*What to work on*
Convert the items below into a two-column CSV with the header row entry_text,boxes. Give one row per item, with the item's wording in entry_text and its answer in boxes, each field in double quotes and every line break replaced by a space.

*Saved entries*
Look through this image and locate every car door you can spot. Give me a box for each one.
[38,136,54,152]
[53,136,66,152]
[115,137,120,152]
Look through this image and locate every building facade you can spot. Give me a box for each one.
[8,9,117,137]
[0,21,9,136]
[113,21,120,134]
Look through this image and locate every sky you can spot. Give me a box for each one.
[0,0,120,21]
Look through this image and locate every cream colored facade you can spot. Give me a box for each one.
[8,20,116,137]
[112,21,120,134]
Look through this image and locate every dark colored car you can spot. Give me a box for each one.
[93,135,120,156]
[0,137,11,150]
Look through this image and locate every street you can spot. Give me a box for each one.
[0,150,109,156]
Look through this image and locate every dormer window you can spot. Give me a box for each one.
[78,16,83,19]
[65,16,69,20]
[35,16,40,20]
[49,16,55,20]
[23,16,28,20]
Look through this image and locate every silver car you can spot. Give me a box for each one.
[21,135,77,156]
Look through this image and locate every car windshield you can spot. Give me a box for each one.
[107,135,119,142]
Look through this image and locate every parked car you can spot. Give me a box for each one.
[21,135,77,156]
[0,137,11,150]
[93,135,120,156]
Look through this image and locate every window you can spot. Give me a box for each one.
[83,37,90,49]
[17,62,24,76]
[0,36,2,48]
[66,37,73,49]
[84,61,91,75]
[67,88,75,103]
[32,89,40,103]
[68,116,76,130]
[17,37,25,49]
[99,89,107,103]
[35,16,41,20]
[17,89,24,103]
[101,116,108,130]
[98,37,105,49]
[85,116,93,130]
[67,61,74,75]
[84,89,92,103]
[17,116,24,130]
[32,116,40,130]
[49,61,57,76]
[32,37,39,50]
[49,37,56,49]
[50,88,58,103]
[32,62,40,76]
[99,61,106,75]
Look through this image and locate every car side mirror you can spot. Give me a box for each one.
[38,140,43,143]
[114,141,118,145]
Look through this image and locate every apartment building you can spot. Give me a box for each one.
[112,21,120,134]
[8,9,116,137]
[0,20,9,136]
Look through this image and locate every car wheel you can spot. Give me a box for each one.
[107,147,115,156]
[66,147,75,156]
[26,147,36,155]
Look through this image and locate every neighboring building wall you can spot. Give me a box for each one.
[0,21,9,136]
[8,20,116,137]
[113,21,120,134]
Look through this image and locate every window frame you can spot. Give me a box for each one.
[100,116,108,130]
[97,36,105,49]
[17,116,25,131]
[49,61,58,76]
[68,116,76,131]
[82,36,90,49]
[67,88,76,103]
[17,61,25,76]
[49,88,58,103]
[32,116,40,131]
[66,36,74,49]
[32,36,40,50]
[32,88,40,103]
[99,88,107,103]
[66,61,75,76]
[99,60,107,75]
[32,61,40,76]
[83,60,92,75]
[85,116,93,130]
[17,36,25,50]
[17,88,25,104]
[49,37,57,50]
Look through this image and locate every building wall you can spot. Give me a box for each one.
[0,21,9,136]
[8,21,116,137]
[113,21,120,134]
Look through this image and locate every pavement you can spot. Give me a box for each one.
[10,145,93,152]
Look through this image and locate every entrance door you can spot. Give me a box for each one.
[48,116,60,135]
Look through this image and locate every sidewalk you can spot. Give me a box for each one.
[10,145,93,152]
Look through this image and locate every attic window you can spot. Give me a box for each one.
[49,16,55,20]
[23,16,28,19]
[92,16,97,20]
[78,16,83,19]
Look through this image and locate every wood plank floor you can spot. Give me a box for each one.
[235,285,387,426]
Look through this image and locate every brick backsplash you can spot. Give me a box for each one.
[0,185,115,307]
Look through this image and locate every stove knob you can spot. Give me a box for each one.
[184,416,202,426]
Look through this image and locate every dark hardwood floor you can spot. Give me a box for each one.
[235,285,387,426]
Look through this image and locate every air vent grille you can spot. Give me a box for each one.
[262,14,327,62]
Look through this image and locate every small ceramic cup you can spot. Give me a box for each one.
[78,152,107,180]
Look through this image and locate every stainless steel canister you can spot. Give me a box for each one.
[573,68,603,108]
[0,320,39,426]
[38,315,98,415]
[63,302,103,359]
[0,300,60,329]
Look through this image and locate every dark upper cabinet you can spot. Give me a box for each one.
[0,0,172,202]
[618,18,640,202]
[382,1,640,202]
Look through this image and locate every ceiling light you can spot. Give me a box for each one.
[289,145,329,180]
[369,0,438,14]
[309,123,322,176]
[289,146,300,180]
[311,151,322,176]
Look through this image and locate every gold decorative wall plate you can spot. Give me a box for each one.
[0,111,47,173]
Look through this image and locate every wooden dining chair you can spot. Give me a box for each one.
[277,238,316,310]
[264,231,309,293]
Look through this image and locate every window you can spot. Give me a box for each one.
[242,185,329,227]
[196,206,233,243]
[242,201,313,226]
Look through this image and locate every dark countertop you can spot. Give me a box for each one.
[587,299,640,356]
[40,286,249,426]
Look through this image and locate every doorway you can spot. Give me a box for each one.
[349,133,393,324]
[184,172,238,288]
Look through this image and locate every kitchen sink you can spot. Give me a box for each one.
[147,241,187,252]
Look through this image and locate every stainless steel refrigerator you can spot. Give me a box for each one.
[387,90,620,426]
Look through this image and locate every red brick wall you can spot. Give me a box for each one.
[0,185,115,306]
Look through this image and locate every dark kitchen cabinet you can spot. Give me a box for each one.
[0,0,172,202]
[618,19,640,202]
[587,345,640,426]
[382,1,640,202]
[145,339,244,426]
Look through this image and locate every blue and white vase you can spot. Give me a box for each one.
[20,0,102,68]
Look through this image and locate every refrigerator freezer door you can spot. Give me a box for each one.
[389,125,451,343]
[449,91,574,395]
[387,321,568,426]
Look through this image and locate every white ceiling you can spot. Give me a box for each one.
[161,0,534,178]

*Output below*
entry_text,boxes
"Look through this image and locate every car door you can spot. Give me a box for each one.","[38,136,54,152] [53,136,66,152] [115,137,120,152]"
"Look through this image and locate every building facade you can spot. Give me a box for each one.","[8,9,117,137] [0,21,9,136] [113,21,120,134]"
"Look through this image and locate every sky you can spot. Give me a box for each one.","[0,0,120,21]"
"Look through this image and locate every cream colored facade you can spot. Give me a box for each one.","[8,20,116,137] [112,21,120,134]"
"Look through this image and locate every dark colored car you can spot. Give me a box for each one.","[93,135,120,156] [0,137,11,150]"
"Look through this image and locate every street you can spot. Give me a box for each one.","[0,150,109,156]"
"Look through this image and locate every dormer window you can spot. Give me a box for each one.","[78,16,83,19] [65,16,69,20] [35,16,40,20] [49,16,55,20] [23,16,28,20]"
"Look through this image and locate every silver car you can spot. Give me a box for each one.","[21,135,77,156]"
"Look through this image and locate every car windshield you can spot. Give me a box for each one.","[107,135,119,142]"
"Look through this image and locate every parked car you can spot. Give me a box for each one.","[21,135,77,156] [0,137,11,150] [93,135,120,156]"
"Look through this image and locate every window you can spot. Give me a box for each one.","[83,37,90,49] [17,62,24,76] [0,36,2,48] [66,37,73,49] [84,61,91,75] [67,88,75,103] [32,89,40,103] [68,116,76,130] [17,37,25,49] [99,89,107,103] [35,16,41,20] [17,89,24,103] [101,116,108,130] [98,37,105,49] [85,116,93,130] [67,61,74,75] [84,89,92,103] [17,116,24,130] [32,116,40,130] [49,61,57,76] [32,37,39,50] [49,37,56,49] [50,88,58,103] [32,62,40,76] [99,61,106,75]"
"Look through this image and locate every car side mirror you can spot. Give me a box for each one.","[38,140,43,143] [114,141,118,145]"
"Look through this image and locate every apartment building you can spot. Give me a box for each one.","[112,21,120,134] [8,9,116,137] [0,20,9,136]"
"Look through this image and locate every car wheel you can spot. Give me a box for each one.","[107,147,115,156] [66,147,75,156] [26,147,36,155]"
"Look through this image and locate every neighboring building wall you can spot. Give me a box for each one.","[0,21,9,136] [8,20,116,137] [113,21,120,134]"
"Look through this image and locate every window frame you can spot. Give me a box for each one.","[100,116,108,130] [97,36,105,49] [17,116,25,131] [49,61,58,76] [68,116,76,131] [82,36,90,49] [67,88,76,103] [17,61,25,76] [49,88,58,103] [32,116,40,131] [66,36,74,49] [32,36,40,50] [32,88,40,103] [99,88,107,103] [66,61,75,76] [99,60,107,75] [32,61,40,76] [83,60,92,75] [85,116,93,130] [17,36,25,50] [17,88,25,104] [49,37,57,50]"
"Look through this image and locate every building wall you can spot. Give me a box for each one.","[0,21,9,136] [8,21,116,137] [113,21,120,134]"
"Look through this image and locate every pavement you can spot. Give me a box for each one.","[10,145,93,152]"
"Look through this image and locate every entrance door you can spot. Give me a box for each one.","[48,116,60,135]"
"Look through this image and locate every sidewalk you can spot. Give me a box for each one.","[10,145,93,152]"
"Look through this image and locate every attic window you can spot. Give me a box for each one.","[49,16,55,20] [23,16,28,19] [92,16,97,20] [78,16,83,19]"
"Look through this image and locate every wood plank floor you can spot. Give me a box for each one.","[235,285,387,426]"
"Look through this image and locate every brick backsplash you can spot. Give me a box for each one.","[0,185,115,307]"
"Look through this image and locate every stove knob you can spot. Give me a box for each one.","[184,416,202,426]"
"Look through this image and locate every dark hardwood floor you can spot. Give me a box for each one.","[235,285,387,426]"
"Look through this image and locate every air vent grille you can spot. Give me a box for each one.","[262,14,327,62]"
"Look through this image and locate every small ceramic cup you can spot. Give me a box for each one.","[78,152,107,180]"
"Look through this image and locate every stainless steel canister you can spot. Give me a box for each one.","[573,68,603,108] [0,320,39,426] [38,315,98,415] [63,302,103,359] [0,300,60,329]"
"Look through this image and locate every dark upper cabinet you can spot. Give me a box for each one.","[0,0,172,202] [618,18,640,202] [382,1,640,202]"
"Look through this image and locate every ceiling light you can spot. Give me a box for each one.","[289,145,329,180] [369,0,438,14] [309,123,322,176] [289,146,300,180] [311,151,322,176]"
"Look through this image and locate every gold decorative wall plate you can spot. Give me a box for each one.","[0,111,47,173]"
"Look through this image and locate every wooden dining chair you can spot. Give me a box for each one.","[277,238,316,310] [264,231,309,293]"
"Look through this image and locate every window you can spot. Give me a box for each one.","[242,185,329,227] [196,206,233,243] [242,201,313,226]"
"Look through this image and locate every dark countertop you can spot. Give me a box for each one.","[587,299,640,356] [40,286,249,426]"
"Look through this image and locate every doorway you can spot. Give me a box for each one.","[349,133,393,324] [184,172,238,288]"
"Look through this image and locate every kitchen sink you can spot. Give me a box for each one.","[147,241,187,252]"
"Look through this image and locate every stainless steel refrigerator you can spot. Give me a box for each one.","[387,90,620,426]"
"Look through this image and locate every red brick wall you can spot. Give me a box for each one.","[0,185,115,306]"
"Look through this image and locate every dark kitchen cabinet you can spot. Give me a box for each one.","[0,0,172,202] [618,19,640,202] [587,345,640,426] [382,1,640,202] [145,339,244,426]"
"Look through this image and locate every blue and white vase you can spot. Give me a box for each one.","[20,0,102,68]"
"Look through this image and locate every refrigerator freezer door you can spot. Give me a box for each one.","[389,125,451,343] [449,91,574,395] [387,321,568,426]"
"Look through this image and locate every white ceiling you can spot. Give me a box for each one.","[161,0,534,178]"